• [Stated goal 1]
Could you quote, word for word, everything in the economic-crisis essay from "I am absolutely" down to "other struggling American’s."?
• [Stated goal 2]
Can you carry the economic-crisis essay forward, picking up right after its final sentence?
## BEGIN Excerpted text
I am absolutely amazed at the ability for the accomplished portion of the population to remove themselves from the issues our country is facing with regard to our economic crisis and issues around sustainability. The articles and blogs generated around these issues quite often take a distant tone as if the authors are narrating a third-party story about an issue that is happening in some far away land about some other generation. While passionate about the need for innovation, there is a subtle suggestion that they are not in the pot with the other struggling American’s.
Why does our creative class perceive this division? Is it because our leaders, analyst and authors reach a level of education that leads to a belief that there is a “Great Us-Poor Them” and that they are somehow removed from the economic web that the average working-class member of the American society is entangled in? Is it because no matter how enlightened one becomes to the national and global economic intricacies an innate belief still exists that they are on the cusp of transcending from their social-class to the next socio-economic class regardless of restrictions and circumstances so long as we continue to work hard as the American Dream has told us to believe? Do we even know where we are in that pecking order?
While American workers are forced to reinvent themselves to remain employable in this time of change, It is my opinion that these leaders that head corporations or lead our policy changes, have outdated cost models of evaluating outputs and these models are in desperate need of innovation as well. Without innovation it becomes impossible to weight the financial implications for having such disjointed approach to the economic crisis. When an Apple executive commented that “We don’t have an obligation to solve America’s problems,” in response to criticism of outsourcing production jobs to China, Natalie Gualy asked “Do corporations have a responsibility to address factors other than their product or services? “ http://urdpd598.wordpress.com/2012/02/05/social-responsibility-in-the-corporate-world/ In traditional models of productivity it is very easy for an Apple executive to say “no” because the numbers don’t lie. But numbers do lie if you are not accounting for the value added or lost to companies in the context of their infrastructures that comes around full circle in supporting these companies in the future.
## END Excerpted text
## BEGIN Records provided
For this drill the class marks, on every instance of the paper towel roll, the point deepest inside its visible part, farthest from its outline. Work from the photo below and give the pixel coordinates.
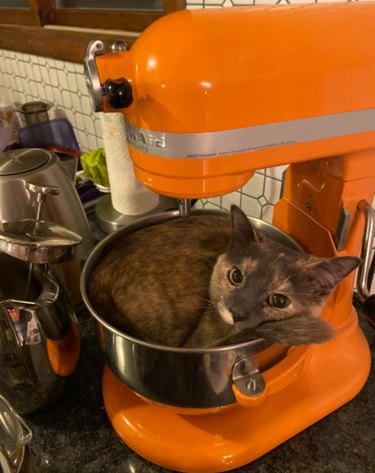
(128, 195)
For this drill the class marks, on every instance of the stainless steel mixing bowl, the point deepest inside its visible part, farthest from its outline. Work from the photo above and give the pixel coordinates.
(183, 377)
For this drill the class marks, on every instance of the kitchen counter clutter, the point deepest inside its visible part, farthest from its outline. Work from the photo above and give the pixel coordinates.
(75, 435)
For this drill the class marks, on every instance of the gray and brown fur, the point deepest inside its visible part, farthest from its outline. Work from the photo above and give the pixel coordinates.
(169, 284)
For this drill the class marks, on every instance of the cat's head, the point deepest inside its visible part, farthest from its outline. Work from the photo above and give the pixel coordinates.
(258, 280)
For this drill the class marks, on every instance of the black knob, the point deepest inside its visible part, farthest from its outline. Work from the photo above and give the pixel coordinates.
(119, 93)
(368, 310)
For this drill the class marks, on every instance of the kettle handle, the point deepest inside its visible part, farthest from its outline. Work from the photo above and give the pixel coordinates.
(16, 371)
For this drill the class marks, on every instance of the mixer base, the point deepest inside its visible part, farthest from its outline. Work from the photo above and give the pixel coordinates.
## END Records provided
• [Exercise response 1]
I am absolutely amazed at the ability for the accomplished portion of the population to remove themselves from the issues our country is facing with regard to our economic crisis and issues around sustainability. The articles and blogs generated around these issues quite often take a distant tone as if the authors are narrating a third-party story about an issue that is happening in some far away land about some other generation. While passionate about the need for innovation, there is a subtle suggestion that they are not in the pot with the other struggling American’s.

• [Exercise response 2]
Antiquated systems used to measure performance, such as GDP and traditional cost models make the bottom line a cost approach to productivity rather than the true value. It is evident why companies and leaders, who often invest in such companies, perceive the outsourcing of production jobs to third world or developing countries a sensible solution to ensure larger profit margins on the front-end when using traditional models. This is due to cheaper front end cost of production created by cheaper labor and less arduous laws. These solutions are extremely short-sighted and artless. It’s like watching a 3D movie on an old black and white dial-nob TV. While it can be done, it is definitely not maximizing our potential as a nation or globally. Not only does it lack integrity, it is dismissive and divisive.
According to Peter Sims, entrepreneur and former venture capitalist, he criticizes the ability for these jobs to return in a time of growth and states that the loss of these jobs “is a crucial insight, emblematic of many points the authors make. The world has fundamentally changed, and we can no longer look to the past to predict what will get us out of the current crises. We must invent new assumptions and solutions at a time when American institutions are in dire need of renewal and reinvention.” http://blogs.reuters.com/great-debate/2011/08/30/reinventing-america-from-the-bottom-up/
Americans need to reinvent themselves and challenge traditional methods and approaches to careers, however, Leaders absolutely must start looking at models that include the benefits of communities as a whole and realize that taking a more holistic view may prove more profitable. If your legs were injured and it was difficult to walk, let alone run, and all you had to do was “invest” in them to make your whole body strong, would you simply tourniquet them off? Are they not part of your body? Maybe you would if you didn’t see the value of your legs.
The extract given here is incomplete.